- [Work item]:
When the data below is printed, every line must match exactly and the images must be absent.
# # # #
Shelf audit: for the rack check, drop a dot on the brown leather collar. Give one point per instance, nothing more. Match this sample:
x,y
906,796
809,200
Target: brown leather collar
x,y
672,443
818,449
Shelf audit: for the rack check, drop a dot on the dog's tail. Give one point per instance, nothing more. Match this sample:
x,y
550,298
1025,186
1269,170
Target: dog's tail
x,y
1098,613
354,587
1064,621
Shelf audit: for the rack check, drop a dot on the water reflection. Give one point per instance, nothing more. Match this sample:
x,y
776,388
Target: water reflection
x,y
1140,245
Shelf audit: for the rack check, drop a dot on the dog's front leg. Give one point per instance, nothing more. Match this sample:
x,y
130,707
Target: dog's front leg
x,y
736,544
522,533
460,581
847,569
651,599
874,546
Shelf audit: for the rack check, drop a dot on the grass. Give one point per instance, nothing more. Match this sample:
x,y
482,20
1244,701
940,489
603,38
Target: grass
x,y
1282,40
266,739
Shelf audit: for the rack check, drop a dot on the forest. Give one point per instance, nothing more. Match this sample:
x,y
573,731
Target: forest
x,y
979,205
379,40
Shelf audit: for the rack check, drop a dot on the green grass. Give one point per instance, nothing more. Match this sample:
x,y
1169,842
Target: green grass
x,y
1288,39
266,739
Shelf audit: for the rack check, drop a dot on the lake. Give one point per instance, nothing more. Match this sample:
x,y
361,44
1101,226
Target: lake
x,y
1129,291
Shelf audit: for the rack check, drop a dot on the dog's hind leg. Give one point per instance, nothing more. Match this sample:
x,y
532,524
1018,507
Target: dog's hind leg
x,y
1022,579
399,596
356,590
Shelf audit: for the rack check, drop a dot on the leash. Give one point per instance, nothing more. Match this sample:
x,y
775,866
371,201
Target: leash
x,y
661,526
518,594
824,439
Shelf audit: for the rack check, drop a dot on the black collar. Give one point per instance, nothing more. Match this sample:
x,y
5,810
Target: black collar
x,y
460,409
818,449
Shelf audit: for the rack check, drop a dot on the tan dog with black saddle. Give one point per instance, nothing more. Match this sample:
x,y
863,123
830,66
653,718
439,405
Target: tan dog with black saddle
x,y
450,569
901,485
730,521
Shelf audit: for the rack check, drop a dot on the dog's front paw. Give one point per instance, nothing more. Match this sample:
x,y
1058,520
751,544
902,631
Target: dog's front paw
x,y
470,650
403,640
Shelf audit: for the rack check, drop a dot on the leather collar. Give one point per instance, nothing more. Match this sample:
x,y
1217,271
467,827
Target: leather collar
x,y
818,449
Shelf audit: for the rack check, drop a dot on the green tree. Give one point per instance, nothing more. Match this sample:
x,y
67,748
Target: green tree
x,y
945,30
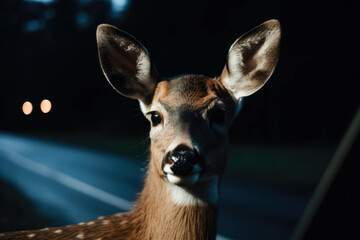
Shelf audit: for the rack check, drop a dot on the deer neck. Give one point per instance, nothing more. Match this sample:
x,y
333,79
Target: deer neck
x,y
162,214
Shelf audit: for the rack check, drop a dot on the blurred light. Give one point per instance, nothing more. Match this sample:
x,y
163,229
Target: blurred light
x,y
27,108
82,19
45,106
118,5
49,13
34,25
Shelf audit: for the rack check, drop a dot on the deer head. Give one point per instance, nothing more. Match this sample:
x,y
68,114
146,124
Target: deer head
x,y
190,115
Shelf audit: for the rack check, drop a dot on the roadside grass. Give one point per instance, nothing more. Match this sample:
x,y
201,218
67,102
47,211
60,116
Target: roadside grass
x,y
17,212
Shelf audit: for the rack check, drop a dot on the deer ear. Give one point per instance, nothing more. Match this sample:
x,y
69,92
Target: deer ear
x,y
252,59
126,63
# # # #
- [Written solution]:
Shelf audit: for the rack check, drop a dot on the brown leather collar. Give one point per instance, nothing more. Match this sample:
x,y
906,796
809,200
Target: brown leather collar
x,y
672,443
818,449
Shelf audit: for the rack check, drop a dot on the dog's tail. Give one point per instance, nothing more. Match this sample:
x,y
550,298
1025,186
1269,170
Target: dog's tail
x,y
1098,613
354,587
1064,621
Shelf audit: for the rack check, drop a dot on the water reflection. Give one point per instance, nothing more. Match this sample:
x,y
776,388
Target: water reflection
x,y
1140,245
Shelf audit: for the rack check, drop a dot on the dog's front leg. Give one point per instance, nothing more. Match this sample:
x,y
130,707
Target: dog's front leg
x,y
736,544
522,533
460,581
847,569
651,599
874,546
Shelf audit: for the rack check, drop a dot on the grass. Give one point per instance, nothing more. Match this sample:
x,y
482,20
1244,701
940,489
603,38
Target: grass
x,y
1282,40
266,739
Shelf audit: for the rack check, drop a dot on the forest. Give one point per instance, nothing more. Match this sample:
x,y
573,731
Target: forest
x,y
979,205
379,40
Shelf audit: for the rack check, drop a dot on the green grass. Give one point per instance, nothing more. Match this sample:
x,y
1169,842
Target: green grass
x,y
1288,39
266,739
Shelf audit: for the rack check, drop a dot on the lake. Give one point per instance, nothing more. Match this sample:
x,y
361,44
1101,226
Target: lake
x,y
1129,291
Shelf audit: for the rack check, drop a dot on the dog's hind leg. Give one point per instance, nothing more. Match this sample:
x,y
532,524
1018,507
Target: dog's hind leg
x,y
1022,579
399,596
356,590
Shelf audit: for the rack check, drop a dot on the leash. Give one point per instance, nothing more. Match this sample:
x,y
775,866
371,201
Target: leash
x,y
661,526
518,594
824,439
Shelf audit: for the rack check, drop a dot on the black collar. Give one point per instance, nothing more. Match this sample:
x,y
5,810
Target: black collar
x,y
460,409
818,449
Shelf audit: for the rack check, drop a dot on the tan dog with black saddle. Give one point per instance, nothing more. Match this sample:
x,y
863,123
830,66
653,718
439,405
Target: tan dog with black saddle
x,y
450,569
901,485
730,521
Shelf audit: for the rack check, drop a dot on the dog's front paw. Give one point per instance, nothing more. Match this sample:
x,y
1058,520
751,544
902,631
Target: dog's front paw
x,y
470,650
403,640
Shelf audit: for the rack check, drop a dot on the leather collar. Give one point per instance, nothing more. Match this sample:
x,y
1217,271
467,827
Target: leather collar
x,y
818,449
Shelf audit: for the rack check, drop a dot on the green tree. Give one point per instance, nothing more. Match this sample:
x,y
67,748
Target: green tree
x,y
945,30
Shelf audit: for the rack check, drop a dot on the deer neck. Give one point per instance, nothing more. Match this sample:
x,y
333,79
Target: deer neck
x,y
162,214
Shelf audit: for the rack check, drop a dot on the blurred light. Give one point per instance, nothing more. Match this sample:
x,y
163,229
Target: blurred light
x,y
27,108
82,19
45,106
118,5
49,13
34,25
Shelf audit: for the rack check, drop a dot on the deer head. Give one point per instance, nothing more. Match this sample:
x,y
68,114
146,124
Target: deer head
x,y
190,115
Shelf audit: for the rack check, drop a dot on the roadside grass. Give one point per instance, nothing more. Match this sample:
x,y
201,218
67,102
47,211
60,116
Target: roadside grass
x,y
17,212
Shelf audit: for the rack check, drop a dot on the deer ear. Give one point per instance, nothing more. Match this sample:
x,y
69,92
Target: deer ear
x,y
252,59
126,63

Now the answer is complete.